Pole vaulters are a unique breed who do not require stairs to enter your second-storey apartment. They just drop in. They carry the biggest stick in sport and have an ongoing altercation with gravity.

Fittingly for people in search of lift, their work begins on a 40m runway. What we can see is that they run, plant the pole, catapult themselves upwards, do a sort of handstand on the pole and end by falling onto what appropriately looks like a stunt man's airbag. What we can't always tell is the incredible technical polish.

These people cram multiple professions into one versatile body: They're sprinters with an acrobat's flexibility and a lumberjack's upper-body strength, who start by going forwards and finish by falling backwards. "It's not a natural human movement," said Rachel Yang, who holds the Singapore women's record.

Duplantis' father, Greg, is a former United States vaulter, which is good karma because America won the men's gold at the first 16 Olympics. But the son competes for Sweden, which is where his mother, Helena, a former heptathlete and volleyball player, hails from. Either way he seems destined for a life in the thin air of greatness.

"It's something that I wanted since I was three years old," he said of the world record. With a vaulting pit at home, he had flown to 1.67m at age six, was up to 3.91m at 11 and reached 5.30m at 15. With most kids we say, 'Oh, how much you've grown', with him, it was probably a case of flown.

- _DATA RECORDS_
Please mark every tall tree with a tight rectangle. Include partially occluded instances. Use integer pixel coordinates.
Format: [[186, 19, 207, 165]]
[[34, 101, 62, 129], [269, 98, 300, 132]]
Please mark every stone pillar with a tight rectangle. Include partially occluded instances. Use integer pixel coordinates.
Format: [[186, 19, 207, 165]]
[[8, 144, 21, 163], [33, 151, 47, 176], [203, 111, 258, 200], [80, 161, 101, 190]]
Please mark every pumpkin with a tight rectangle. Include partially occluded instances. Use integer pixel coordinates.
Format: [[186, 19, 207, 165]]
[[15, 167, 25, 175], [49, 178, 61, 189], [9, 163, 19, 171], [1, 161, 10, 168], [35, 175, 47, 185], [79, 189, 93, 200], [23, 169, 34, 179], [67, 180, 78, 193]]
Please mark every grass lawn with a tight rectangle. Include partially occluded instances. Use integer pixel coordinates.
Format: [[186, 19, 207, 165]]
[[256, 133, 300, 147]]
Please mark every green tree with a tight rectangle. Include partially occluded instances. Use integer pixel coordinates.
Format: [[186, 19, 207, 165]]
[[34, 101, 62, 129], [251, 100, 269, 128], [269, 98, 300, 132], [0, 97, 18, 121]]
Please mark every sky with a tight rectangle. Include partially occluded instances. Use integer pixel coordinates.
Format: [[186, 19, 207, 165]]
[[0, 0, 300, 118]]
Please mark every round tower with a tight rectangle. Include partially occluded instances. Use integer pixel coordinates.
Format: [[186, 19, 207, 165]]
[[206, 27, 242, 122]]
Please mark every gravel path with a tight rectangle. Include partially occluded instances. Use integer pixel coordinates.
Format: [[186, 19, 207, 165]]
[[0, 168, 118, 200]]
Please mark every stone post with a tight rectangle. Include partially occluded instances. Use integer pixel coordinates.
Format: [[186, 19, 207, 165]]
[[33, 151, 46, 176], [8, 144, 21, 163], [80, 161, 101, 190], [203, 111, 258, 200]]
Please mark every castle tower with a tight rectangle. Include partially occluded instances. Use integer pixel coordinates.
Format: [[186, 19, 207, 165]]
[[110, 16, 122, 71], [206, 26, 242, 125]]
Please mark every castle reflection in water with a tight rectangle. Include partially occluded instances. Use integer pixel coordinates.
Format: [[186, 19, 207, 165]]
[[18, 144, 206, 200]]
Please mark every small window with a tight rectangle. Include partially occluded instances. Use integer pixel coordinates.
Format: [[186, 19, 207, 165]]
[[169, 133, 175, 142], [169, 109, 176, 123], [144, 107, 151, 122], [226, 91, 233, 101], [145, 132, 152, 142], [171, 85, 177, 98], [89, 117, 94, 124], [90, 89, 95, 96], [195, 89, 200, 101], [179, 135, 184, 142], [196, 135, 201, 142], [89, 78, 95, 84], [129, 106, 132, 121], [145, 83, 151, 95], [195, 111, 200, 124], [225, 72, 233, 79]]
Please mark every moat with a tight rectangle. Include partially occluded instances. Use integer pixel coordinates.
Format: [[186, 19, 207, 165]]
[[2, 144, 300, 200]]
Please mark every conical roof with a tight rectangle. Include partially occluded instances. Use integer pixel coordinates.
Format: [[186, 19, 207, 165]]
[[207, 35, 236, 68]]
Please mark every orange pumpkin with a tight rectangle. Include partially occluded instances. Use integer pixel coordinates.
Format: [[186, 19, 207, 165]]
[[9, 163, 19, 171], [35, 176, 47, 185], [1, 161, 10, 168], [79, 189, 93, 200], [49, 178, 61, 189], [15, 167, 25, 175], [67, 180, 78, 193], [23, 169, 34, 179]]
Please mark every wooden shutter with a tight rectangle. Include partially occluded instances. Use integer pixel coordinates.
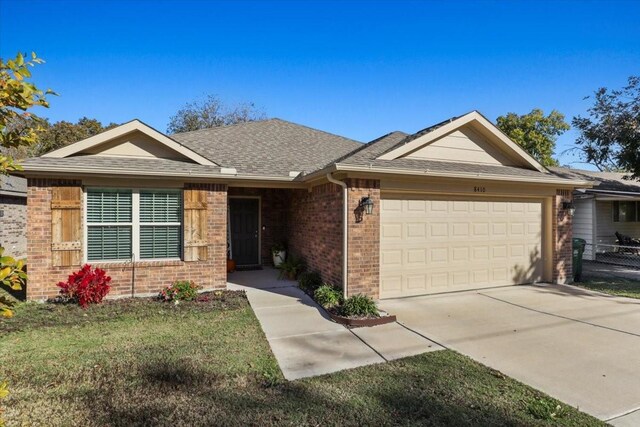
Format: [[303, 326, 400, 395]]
[[51, 187, 82, 267], [184, 188, 208, 261]]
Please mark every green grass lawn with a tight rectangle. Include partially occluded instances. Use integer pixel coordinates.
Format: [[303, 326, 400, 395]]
[[574, 277, 640, 299], [0, 292, 602, 426]]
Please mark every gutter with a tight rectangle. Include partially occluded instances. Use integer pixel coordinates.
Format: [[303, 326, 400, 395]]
[[333, 163, 593, 188], [327, 172, 349, 299], [13, 166, 299, 183], [585, 188, 640, 197]]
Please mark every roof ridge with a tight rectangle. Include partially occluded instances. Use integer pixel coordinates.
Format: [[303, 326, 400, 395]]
[[380, 115, 462, 156], [271, 117, 366, 148], [166, 117, 280, 137], [325, 130, 407, 167]]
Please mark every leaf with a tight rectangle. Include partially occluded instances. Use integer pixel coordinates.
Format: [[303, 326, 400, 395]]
[[0, 381, 9, 399]]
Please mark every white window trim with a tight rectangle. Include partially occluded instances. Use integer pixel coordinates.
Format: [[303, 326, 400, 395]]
[[611, 200, 640, 224], [82, 186, 184, 264]]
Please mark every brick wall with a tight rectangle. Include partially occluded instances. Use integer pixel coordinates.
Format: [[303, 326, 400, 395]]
[[551, 190, 573, 284], [0, 195, 27, 258], [229, 187, 292, 265], [346, 179, 380, 299], [27, 179, 227, 299], [288, 183, 342, 284]]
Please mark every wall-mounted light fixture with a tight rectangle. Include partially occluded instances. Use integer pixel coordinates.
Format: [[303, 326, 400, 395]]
[[562, 202, 576, 216], [358, 196, 373, 215]]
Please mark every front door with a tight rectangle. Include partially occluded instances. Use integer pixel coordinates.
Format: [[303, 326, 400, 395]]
[[229, 198, 260, 265]]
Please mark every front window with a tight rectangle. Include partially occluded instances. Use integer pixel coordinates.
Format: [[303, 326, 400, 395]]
[[613, 202, 639, 222], [87, 189, 182, 261]]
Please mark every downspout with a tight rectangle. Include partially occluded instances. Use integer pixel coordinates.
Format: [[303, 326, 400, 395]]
[[327, 172, 349, 299]]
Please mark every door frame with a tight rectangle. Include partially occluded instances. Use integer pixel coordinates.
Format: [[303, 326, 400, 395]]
[[225, 196, 262, 265]]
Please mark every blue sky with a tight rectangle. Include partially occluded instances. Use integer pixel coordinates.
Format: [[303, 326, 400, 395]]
[[0, 0, 640, 166]]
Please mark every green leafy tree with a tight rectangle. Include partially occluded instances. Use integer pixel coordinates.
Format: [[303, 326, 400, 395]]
[[0, 53, 54, 317], [572, 76, 640, 180], [0, 53, 53, 425], [497, 108, 569, 166], [167, 95, 266, 133], [0, 53, 54, 173]]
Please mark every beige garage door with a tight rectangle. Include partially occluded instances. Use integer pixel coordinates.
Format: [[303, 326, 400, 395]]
[[380, 197, 542, 298]]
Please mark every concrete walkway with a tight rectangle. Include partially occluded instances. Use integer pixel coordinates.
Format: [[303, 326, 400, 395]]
[[227, 269, 442, 380]]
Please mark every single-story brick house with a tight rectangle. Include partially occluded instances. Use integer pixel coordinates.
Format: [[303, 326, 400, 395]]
[[17, 111, 589, 299], [550, 168, 640, 260], [0, 174, 27, 258]]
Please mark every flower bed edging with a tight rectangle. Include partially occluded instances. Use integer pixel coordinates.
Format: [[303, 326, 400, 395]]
[[330, 307, 396, 328]]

- _WHAT YOU NEED TO DO_
Continue the pole vaulting passage above from the point where it ends.

- _ANSWER TO THIS EXERCISE_
Clearly, among this tribe, vaulting is a custom that is passed on to kids. At 21 days old, Yang's son, Zac, was attending her practices; at two, he carried around a broomstick as if it were a vaulting pole; now at seven he has his own fibre-glass pole. It's a lot nicer, one presumes, than the wooden stick, with a spike at the bottom, which old-timers used.

Vaulters are an intriguing clan, whose history is studded with terrific, tall stories. One great Olympian, Bob Richards, who was ordained as a minister, was known as the Vaulting Vicar. Another world record holder, John Pennel, as the Los Angeles Times wrote, finished a competition in Warsaw in 1963 with car headlights illuminating the runway and a photographer's spotlight lighting up the plant box.

As a sport this is a testing one, for pits are not found in every stadium - only three in Singapore, said Yang - and unlike sprinters and their weight-less spikes the vaulters must carry the equivalent of telephone poles to work.

Poles can be soft, stiff, of varied size - Yang said hers is 4m and Duplantis' is 5.2m - and are of impressive price. They cost, she said, between US$600 (S$833) and $1200, are stuffed into a tube, put on her roof rack and taken to the airport.

"They don't fit into the cargo compartment of budget airlines," explained Yang, "so we have to take Singapore Airlines most of the time... Sometimes it takes a lot to explain (to the airlines) what my oversized baggage is as not many people know about pole vault."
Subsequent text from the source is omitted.